* **Task input**

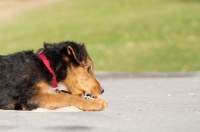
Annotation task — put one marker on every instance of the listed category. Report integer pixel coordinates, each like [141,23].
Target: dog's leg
[48,99]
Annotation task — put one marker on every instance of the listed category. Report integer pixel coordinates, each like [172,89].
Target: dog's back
[18,74]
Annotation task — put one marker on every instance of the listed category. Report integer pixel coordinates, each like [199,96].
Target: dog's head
[80,77]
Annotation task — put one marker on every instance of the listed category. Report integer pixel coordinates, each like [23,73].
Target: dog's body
[25,80]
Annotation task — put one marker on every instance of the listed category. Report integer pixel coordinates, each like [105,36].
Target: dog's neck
[46,62]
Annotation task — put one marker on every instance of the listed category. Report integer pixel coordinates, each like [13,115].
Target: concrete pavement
[159,102]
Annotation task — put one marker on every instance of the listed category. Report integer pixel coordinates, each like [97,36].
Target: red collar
[46,62]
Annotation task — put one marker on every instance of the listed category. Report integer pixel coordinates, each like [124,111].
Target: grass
[128,35]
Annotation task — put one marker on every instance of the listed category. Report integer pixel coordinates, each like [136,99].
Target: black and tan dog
[26,78]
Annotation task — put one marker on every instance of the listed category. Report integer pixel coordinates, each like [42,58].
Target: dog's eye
[89,69]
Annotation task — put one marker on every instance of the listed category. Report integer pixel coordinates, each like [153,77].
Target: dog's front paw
[95,105]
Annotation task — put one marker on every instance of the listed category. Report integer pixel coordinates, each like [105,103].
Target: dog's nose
[102,90]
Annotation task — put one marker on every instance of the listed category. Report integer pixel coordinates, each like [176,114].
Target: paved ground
[137,103]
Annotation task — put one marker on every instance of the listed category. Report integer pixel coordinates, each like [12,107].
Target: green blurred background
[120,35]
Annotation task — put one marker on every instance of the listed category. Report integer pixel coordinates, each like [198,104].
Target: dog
[30,80]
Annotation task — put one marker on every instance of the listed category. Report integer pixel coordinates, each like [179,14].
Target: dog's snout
[102,90]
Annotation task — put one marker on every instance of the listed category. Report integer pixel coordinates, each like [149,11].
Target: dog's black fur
[22,71]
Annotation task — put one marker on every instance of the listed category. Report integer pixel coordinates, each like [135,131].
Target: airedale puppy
[26,78]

* **Task to complete**
Retype the lines above without any change, from the line with "each like [12,107]." up to and including the last line of the rows.

* **Task output**
Annotation task — put one marker on every instance of the listed category. Report integer pixel coordinates, each like [12,107].
Target: green blurred background
[120,35]
Annotation task — put one marker on every instance of the listed category. Report integer pixel coordinates, each like [198,104].
Target: dog
[30,80]
Annotation task — put one marker on every instance of the listed category. Report integer pixel coordinates, each like [179,14].
Target: dog's snout
[102,90]
Annotation task — put one marker on every instance of the listed category. Report integer pixel coordinates, each like [149,11].
Target: dog's black fur
[22,71]
Annotation task — put one marker on every instance of the listed category. Report integer pixel coordinates, each like [135,131].
Target: airedale puppy
[26,78]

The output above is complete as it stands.